Action item
Starting with the first line of the data that follows, transcribe every line verbatim until the line containing "Task: point at the soil" has been transcribed.

Data shown
------------------------------------------------------------

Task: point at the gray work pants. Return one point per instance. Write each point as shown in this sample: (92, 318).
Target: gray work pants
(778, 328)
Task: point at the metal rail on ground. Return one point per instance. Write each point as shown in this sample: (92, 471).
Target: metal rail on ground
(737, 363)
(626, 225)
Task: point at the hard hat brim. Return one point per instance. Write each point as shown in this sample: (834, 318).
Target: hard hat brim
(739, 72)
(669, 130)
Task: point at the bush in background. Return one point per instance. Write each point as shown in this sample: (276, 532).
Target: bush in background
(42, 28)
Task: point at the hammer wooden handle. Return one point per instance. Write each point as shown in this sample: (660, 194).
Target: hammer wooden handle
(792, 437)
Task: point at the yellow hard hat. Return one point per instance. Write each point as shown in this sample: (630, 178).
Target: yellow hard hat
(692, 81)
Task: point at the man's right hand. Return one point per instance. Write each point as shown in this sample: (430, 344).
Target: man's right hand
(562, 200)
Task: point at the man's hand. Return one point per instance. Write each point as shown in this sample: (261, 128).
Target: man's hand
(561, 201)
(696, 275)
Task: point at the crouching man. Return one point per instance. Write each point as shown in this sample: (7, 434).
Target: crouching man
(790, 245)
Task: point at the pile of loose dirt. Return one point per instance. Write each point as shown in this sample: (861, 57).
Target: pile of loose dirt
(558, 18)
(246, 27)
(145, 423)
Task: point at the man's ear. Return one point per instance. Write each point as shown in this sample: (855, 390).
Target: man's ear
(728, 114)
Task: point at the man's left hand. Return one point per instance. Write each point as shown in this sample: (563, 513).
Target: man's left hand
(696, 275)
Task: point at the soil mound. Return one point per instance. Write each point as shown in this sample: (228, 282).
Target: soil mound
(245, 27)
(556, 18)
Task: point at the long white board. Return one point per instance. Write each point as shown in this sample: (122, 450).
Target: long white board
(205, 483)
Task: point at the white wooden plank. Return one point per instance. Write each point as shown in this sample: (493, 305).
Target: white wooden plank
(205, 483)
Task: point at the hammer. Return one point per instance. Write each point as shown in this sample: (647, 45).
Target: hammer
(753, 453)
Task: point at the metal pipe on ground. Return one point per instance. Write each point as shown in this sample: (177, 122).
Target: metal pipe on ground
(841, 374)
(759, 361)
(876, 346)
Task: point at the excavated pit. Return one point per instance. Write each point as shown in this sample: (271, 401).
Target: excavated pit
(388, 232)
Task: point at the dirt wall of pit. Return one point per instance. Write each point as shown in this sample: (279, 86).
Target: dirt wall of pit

------------------------------------------------------------

Problem solution
Task: point at the gray work pants. Return one point per instance. Write each point as shown in this sample: (92, 318).
Target: gray work pants
(778, 328)
Task: point at the metal rail on ground. Return one point per instance. Write each point as shown in this sample: (92, 471).
Target: metal rail on ground
(737, 363)
(626, 225)
Task: point at the hard hat brim. Return one point per instance. Write each point as shown in this sample: (834, 318).
Target: hard hat brim
(739, 72)
(669, 130)
Task: point at the bush in background. Return one point per instance. Write each point as shown in this sample: (276, 532).
Target: bush in background
(42, 28)
Task: point at the hammer wooden handle. Return one point per instance. Write each point as shown in this sample: (660, 194).
Target: hammer wooden handle
(792, 437)
Task: point at the yellow hard hat. Return one point per instance. Write each point as shown in this sample: (630, 178).
Target: yellow hard hat
(692, 81)
Task: point at the man's right hand. Return one point per instance. Write each point as shown in this sample: (430, 344).
Target: man's right hand
(562, 200)
Task: point at the man's hand. Return one point per instance. Write each point as shown in this sample: (261, 128).
Target: man's hand
(561, 201)
(696, 275)
Task: point at the crouching man. Return one point per instance. Write each point as shown in this sample: (7, 434).
Target: crouching man
(790, 245)
Task: point at the pile of loose dirt. Return one point per instance. Write each point as shown in this sample: (861, 57).
Target: pile of loose dirt
(558, 18)
(246, 27)
(145, 423)
Task: point at the man's ear. Return one point per instance. Write each point as shown in this sample: (855, 390).
Target: man's ear
(728, 114)
Task: point at the man's left hand. Return one point per instance. Write each point as shown in this sample: (563, 513).
Target: man's left hand
(696, 275)
Task: point at the soil mound. Return one point per instance. Write each point as shown in this sample: (228, 282).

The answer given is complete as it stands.